— To be done —
Return the records exactly as they are.

— Excerpted records —
══════════
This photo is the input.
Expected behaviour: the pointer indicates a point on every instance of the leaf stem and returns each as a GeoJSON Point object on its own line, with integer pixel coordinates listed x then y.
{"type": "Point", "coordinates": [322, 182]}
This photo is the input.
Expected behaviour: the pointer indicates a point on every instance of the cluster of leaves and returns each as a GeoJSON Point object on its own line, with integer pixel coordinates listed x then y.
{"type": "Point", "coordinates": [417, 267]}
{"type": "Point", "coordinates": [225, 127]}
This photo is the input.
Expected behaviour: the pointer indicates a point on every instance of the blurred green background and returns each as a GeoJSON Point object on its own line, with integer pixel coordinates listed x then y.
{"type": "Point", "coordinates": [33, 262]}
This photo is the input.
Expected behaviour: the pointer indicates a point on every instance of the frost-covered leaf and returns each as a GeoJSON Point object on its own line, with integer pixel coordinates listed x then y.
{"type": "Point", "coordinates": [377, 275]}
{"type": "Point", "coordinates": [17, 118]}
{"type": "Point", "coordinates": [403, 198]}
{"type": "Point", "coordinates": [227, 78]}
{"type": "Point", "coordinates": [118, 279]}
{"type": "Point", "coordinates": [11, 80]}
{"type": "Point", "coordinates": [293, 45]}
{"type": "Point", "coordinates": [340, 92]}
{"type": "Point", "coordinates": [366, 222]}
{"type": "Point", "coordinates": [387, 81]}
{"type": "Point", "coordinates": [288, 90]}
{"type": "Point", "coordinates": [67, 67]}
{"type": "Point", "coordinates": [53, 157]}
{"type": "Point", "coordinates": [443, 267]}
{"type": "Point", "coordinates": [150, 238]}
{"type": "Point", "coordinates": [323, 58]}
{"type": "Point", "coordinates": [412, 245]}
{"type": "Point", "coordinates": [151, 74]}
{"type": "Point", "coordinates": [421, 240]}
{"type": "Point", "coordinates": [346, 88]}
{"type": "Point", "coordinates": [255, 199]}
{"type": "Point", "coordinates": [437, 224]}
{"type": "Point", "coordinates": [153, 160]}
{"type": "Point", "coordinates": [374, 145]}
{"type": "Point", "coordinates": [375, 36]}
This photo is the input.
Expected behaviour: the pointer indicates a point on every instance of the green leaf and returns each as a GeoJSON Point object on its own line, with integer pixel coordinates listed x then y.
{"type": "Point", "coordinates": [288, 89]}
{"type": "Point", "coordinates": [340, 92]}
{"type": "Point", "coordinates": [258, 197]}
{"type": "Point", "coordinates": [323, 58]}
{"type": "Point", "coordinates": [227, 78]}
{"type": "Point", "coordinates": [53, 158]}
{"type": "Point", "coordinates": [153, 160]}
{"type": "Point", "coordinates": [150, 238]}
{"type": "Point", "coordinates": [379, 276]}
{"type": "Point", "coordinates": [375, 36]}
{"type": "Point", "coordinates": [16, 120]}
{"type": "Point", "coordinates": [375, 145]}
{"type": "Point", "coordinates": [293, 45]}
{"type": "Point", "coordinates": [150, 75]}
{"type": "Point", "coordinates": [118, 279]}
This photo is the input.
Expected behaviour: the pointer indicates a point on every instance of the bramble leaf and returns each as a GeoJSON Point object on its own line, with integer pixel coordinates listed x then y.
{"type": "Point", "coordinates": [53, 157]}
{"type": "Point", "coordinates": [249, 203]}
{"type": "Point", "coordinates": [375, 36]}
══════════
— Complete output —
This photo is the input.
Expected behaviour: the pointer indicates a point on every instance of the leaf stem and returns each as a GeoJSON Point object on its own line, with integer pixel coordinates listed x then y.
{"type": "Point", "coordinates": [322, 182]}
This photo is the input.
Expected behaviour: the pointer indicates a point on every instance of the cluster of leaves and returns each as a GeoJSON Point object on its own line, with integer pixel coordinates listed x then y.
{"type": "Point", "coordinates": [417, 267]}
{"type": "Point", "coordinates": [225, 127]}
This photo is the input.
Expected behaviour: the pointer indicates a point on every instance of the blurred green background and returns each as a GeoJSON Point object on its own line, with integer pixel coordinates listed x then y.
{"type": "Point", "coordinates": [33, 262]}
This photo is the input.
Expected behaviour: the pointer indicates a point on every instance of the frost-covered leaf and returns each as a GeoJSON Point object on its own line, with integer pixel coordinates listed x then y.
{"type": "Point", "coordinates": [377, 275]}
{"type": "Point", "coordinates": [17, 118]}
{"type": "Point", "coordinates": [403, 198]}
{"type": "Point", "coordinates": [227, 78]}
{"type": "Point", "coordinates": [118, 279]}
{"type": "Point", "coordinates": [11, 80]}
{"type": "Point", "coordinates": [293, 45]}
{"type": "Point", "coordinates": [340, 92]}
{"type": "Point", "coordinates": [366, 222]}
{"type": "Point", "coordinates": [387, 81]}
{"type": "Point", "coordinates": [288, 90]}
{"type": "Point", "coordinates": [67, 67]}
{"type": "Point", "coordinates": [53, 157]}
{"type": "Point", "coordinates": [443, 267]}
{"type": "Point", "coordinates": [150, 238]}
{"type": "Point", "coordinates": [323, 58]}
{"type": "Point", "coordinates": [412, 245]}
{"type": "Point", "coordinates": [151, 74]}
{"type": "Point", "coordinates": [421, 240]}
{"type": "Point", "coordinates": [346, 88]}
{"type": "Point", "coordinates": [255, 199]}
{"type": "Point", "coordinates": [437, 224]}
{"type": "Point", "coordinates": [153, 160]}
{"type": "Point", "coordinates": [374, 145]}
{"type": "Point", "coordinates": [375, 36]}
This photo is the input.
Expected behaviour: the pointer indicates a point on every instance of the green leaf and returns each as a GeoJSON Point object on its own line, with integer pixel coordinates listed x then y.
{"type": "Point", "coordinates": [288, 89]}
{"type": "Point", "coordinates": [340, 92]}
{"type": "Point", "coordinates": [258, 197]}
{"type": "Point", "coordinates": [323, 58]}
{"type": "Point", "coordinates": [227, 78]}
{"type": "Point", "coordinates": [53, 158]}
{"type": "Point", "coordinates": [153, 160]}
{"type": "Point", "coordinates": [150, 238]}
{"type": "Point", "coordinates": [379, 276]}
{"type": "Point", "coordinates": [375, 36]}
{"type": "Point", "coordinates": [16, 120]}
{"type": "Point", "coordinates": [375, 145]}
{"type": "Point", "coordinates": [293, 45]}
{"type": "Point", "coordinates": [150, 75]}
{"type": "Point", "coordinates": [118, 279]}
This photo is the input.
Expected behaviour: the pointer indicates a point on every instance of the bramble leaf and returns each as a GeoJSON Point object on its own line, with integer pixel coordinates listed x then y.
{"type": "Point", "coordinates": [53, 157]}
{"type": "Point", "coordinates": [249, 203]}
{"type": "Point", "coordinates": [375, 36]}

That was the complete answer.